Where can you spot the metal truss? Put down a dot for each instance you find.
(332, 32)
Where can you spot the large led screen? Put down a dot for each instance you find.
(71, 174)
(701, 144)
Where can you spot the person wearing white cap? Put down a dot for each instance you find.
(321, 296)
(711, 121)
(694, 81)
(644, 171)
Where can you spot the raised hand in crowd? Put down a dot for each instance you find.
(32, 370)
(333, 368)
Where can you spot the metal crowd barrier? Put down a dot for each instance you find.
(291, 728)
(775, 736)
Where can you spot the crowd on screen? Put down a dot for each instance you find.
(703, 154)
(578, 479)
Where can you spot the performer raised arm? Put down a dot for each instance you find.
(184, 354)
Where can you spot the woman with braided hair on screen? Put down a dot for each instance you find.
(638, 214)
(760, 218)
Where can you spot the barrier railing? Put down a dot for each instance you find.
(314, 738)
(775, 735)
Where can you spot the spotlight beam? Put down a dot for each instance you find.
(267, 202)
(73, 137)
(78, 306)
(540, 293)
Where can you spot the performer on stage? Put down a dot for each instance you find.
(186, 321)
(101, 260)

-=-=-

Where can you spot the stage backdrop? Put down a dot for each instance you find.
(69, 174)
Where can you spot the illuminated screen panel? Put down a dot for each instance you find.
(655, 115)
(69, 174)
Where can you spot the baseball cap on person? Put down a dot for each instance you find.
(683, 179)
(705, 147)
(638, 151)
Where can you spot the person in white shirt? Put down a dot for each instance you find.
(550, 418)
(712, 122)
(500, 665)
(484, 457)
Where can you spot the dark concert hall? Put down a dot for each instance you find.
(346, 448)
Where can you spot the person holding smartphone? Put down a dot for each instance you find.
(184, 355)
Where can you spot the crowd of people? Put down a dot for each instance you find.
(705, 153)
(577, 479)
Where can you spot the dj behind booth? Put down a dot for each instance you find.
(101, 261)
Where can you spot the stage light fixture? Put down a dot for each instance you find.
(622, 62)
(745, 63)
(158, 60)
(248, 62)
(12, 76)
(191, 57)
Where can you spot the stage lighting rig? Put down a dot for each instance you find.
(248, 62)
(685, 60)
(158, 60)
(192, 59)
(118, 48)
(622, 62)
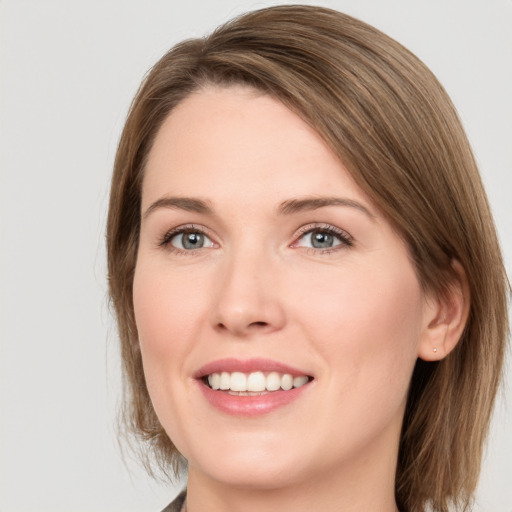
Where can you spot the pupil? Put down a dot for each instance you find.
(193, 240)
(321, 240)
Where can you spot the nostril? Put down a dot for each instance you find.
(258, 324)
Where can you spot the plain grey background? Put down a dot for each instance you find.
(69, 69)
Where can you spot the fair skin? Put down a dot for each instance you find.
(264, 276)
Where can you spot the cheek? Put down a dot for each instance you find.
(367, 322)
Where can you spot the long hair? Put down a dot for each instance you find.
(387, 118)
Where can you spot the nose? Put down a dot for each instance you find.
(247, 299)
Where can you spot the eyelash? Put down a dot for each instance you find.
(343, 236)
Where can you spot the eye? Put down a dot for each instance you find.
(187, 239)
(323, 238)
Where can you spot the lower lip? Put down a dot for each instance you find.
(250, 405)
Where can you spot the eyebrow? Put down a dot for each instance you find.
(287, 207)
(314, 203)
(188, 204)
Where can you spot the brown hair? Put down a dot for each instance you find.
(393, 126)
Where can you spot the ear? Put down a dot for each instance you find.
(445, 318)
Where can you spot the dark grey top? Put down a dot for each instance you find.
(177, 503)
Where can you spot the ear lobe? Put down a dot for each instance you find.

-=-=-

Please repeat word for word the stretch of lines from the one containing "Where can you spot the person holding" through the one containing "Where can you spot the ear lobe?", including both. Leave out the pictures.

◆ Solution to the problem ◆
Where can you spot the person holding smartphone? Put down a dot for each instance you find.
(184, 355)
Where can you spot the crowd of people? Put down a dot for each instance you find.
(705, 153)
(577, 479)
Where can you spot the dj behind booth? Put down a dot for each instance you find.
(101, 261)
Where can you spot the stage light fixture? Put down a dot for each instance you find.
(622, 62)
(745, 63)
(158, 60)
(248, 62)
(12, 76)
(191, 57)
Where can you spot the stage lighting rig? Put down a dot for each instance you find.
(248, 62)
(685, 60)
(158, 60)
(192, 59)
(118, 48)
(622, 62)
Where can you spot the pupil? Put down a dot for each instance you find.
(193, 240)
(321, 240)
Where can you spot the nostril? Put down a dot for each instance you find.
(258, 324)
Where can you spot the plain grey background? Put down a dot for each instance you find.
(69, 69)
Where can you spot the fair skin? Put down a dot for each instance you find.
(264, 276)
Where can you spot the cheek? Put down a dot for each instance you find.
(367, 322)
Where can you spot the long hair? Put down a dot for each instance you find.
(387, 118)
Where can you spot the nose? Put down a dot for each instance you find.
(247, 299)
Where can you spot the eyelash? Put down a dot for each instance you find.
(343, 236)
Where can you spot the eye? Put down a dot for each instance you find.
(187, 239)
(323, 238)
Where can you spot the lower lip? Put down a dot for each instance you find.
(250, 405)
Where can you spot the eyebrow? Put down a dot for each instance you find.
(287, 207)
(314, 203)
(188, 204)
Where can you spot the brown hair? Put down a dot for each instance you find.
(393, 126)
Where can you spot the ear? Put down a dot for each instance you find.
(445, 318)
Where can you spot the dark grey top? Put down a dot for each instance you find.
(177, 503)
Where can you spot the ear lobe? Put down a dot for each instance you find.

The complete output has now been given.